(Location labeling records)

* Begin *

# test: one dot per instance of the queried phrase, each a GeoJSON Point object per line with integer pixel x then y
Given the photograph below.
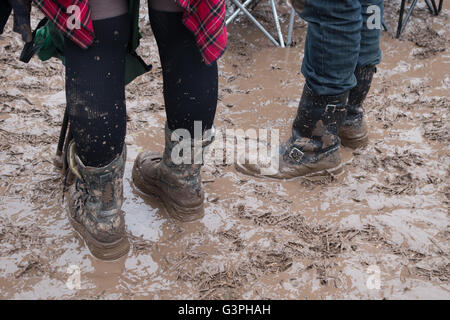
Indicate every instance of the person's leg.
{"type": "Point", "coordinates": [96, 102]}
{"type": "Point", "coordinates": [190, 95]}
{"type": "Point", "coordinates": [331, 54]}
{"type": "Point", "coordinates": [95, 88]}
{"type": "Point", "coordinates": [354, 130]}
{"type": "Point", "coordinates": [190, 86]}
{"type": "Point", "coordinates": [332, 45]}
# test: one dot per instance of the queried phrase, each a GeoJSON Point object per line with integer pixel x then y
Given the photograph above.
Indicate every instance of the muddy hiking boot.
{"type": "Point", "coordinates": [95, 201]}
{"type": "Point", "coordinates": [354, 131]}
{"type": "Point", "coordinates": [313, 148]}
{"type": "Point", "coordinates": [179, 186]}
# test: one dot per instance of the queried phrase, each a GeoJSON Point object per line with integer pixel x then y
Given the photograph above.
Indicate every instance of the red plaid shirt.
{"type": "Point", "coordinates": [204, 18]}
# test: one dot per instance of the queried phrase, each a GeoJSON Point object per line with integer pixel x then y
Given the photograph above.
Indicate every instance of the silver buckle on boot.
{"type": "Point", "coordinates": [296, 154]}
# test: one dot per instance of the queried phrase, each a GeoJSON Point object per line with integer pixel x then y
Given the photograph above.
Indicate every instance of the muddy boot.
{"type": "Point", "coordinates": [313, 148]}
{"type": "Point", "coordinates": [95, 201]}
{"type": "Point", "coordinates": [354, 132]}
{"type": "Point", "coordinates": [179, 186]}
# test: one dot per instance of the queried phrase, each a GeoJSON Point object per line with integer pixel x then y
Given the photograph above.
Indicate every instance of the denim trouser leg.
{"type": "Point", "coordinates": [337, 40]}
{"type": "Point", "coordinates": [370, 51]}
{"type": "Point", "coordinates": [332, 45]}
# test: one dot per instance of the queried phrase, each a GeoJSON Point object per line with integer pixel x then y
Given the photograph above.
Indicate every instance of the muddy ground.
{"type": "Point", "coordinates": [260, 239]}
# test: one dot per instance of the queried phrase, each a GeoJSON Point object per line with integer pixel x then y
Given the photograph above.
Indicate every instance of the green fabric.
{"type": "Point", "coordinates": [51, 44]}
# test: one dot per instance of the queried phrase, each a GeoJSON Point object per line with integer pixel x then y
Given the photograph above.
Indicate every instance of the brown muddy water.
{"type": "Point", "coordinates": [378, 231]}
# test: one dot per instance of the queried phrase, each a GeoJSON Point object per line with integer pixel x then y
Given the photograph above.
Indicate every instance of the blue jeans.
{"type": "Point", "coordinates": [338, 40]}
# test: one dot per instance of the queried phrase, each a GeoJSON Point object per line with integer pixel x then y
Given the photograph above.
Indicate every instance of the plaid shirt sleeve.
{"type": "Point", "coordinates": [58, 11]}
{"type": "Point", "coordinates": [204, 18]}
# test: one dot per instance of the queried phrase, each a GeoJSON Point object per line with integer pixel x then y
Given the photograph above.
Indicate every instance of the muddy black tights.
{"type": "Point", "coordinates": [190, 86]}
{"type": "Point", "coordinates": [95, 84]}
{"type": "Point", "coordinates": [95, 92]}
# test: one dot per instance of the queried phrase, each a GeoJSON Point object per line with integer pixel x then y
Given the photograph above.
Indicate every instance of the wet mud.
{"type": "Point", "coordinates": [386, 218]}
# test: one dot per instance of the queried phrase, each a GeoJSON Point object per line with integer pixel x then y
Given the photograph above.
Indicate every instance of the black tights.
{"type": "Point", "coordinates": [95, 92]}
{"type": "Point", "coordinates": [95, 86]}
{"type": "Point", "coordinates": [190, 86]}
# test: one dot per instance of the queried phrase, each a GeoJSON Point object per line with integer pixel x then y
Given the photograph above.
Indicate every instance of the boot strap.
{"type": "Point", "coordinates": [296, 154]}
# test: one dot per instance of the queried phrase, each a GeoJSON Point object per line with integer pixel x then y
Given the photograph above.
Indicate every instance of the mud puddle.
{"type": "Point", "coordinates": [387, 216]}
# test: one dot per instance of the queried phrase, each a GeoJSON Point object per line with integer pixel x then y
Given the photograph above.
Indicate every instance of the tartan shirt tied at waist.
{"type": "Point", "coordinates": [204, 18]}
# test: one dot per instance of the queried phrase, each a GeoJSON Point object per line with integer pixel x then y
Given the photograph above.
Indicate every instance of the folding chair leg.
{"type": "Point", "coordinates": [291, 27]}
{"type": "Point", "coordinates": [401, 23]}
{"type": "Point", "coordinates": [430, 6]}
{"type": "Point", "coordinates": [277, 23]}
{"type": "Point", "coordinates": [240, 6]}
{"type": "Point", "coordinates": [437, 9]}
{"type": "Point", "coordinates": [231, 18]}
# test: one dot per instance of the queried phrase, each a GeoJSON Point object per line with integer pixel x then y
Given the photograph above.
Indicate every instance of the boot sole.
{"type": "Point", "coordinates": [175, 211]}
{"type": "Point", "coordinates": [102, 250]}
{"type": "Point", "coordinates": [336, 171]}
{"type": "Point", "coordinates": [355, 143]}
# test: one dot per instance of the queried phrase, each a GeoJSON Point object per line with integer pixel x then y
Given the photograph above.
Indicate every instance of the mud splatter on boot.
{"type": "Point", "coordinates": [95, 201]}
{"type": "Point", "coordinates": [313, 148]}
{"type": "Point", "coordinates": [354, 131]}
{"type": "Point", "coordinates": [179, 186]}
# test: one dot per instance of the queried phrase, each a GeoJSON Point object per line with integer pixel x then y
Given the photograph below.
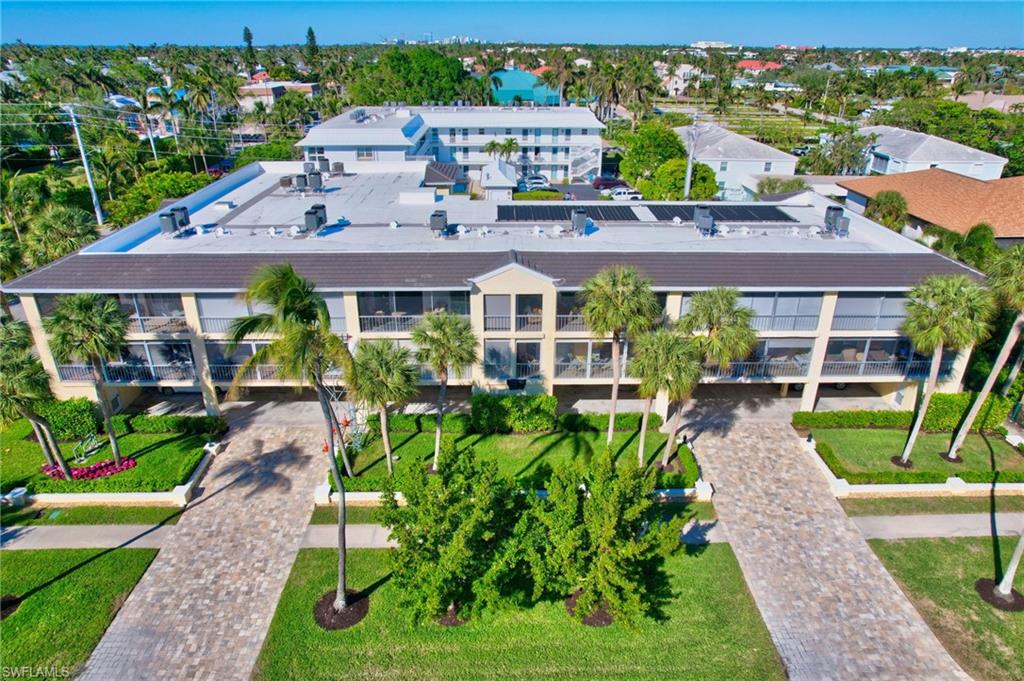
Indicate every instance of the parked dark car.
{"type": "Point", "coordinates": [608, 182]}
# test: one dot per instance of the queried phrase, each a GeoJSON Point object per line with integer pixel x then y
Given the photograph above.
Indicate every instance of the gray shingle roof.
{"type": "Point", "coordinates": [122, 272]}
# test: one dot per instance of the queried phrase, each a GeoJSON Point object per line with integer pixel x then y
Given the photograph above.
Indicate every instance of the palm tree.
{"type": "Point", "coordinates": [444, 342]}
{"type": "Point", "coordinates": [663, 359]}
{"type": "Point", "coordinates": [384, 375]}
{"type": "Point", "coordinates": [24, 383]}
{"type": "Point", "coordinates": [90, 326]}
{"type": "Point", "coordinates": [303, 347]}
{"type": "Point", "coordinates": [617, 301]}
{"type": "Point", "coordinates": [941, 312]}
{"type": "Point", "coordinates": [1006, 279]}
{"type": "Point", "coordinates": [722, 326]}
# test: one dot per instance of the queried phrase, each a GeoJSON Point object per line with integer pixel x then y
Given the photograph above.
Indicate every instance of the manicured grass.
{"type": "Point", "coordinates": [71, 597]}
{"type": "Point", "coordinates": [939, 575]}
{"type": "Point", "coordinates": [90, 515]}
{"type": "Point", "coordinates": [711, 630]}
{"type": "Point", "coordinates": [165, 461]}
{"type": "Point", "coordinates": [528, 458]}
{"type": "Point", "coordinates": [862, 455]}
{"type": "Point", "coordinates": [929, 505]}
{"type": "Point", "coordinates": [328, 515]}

* End *

__REQUIREMENTS__. Collect every line in the listing above that contains the word "black", and copy each one in full.

__SOLUTION TO THIS PROBLEM__.
Indicate every instance of the muddy black tights.
Indicate every instance of the black tights.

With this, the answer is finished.